begin Data in this exercise

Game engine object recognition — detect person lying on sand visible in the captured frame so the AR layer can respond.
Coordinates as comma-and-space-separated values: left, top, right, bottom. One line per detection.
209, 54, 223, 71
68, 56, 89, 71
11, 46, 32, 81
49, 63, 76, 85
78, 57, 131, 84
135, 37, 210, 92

end Data in this exercise

▸ Problem statement
Please set out the lines above as a numbered list, skipping any blank ones.

▸ Response to the exercise
1. Game engine object recognition — detect person lying on sand visible in the captured frame so the AR layer can respond.
2. Coordinates as comma-and-space-separated values: left, top, right, bottom. One line per detection.
3. 209, 54, 223, 71
4. 68, 56, 89, 71
5. 11, 46, 32, 81
6. 49, 63, 76, 85
7. 78, 57, 131, 84
8. 135, 37, 210, 92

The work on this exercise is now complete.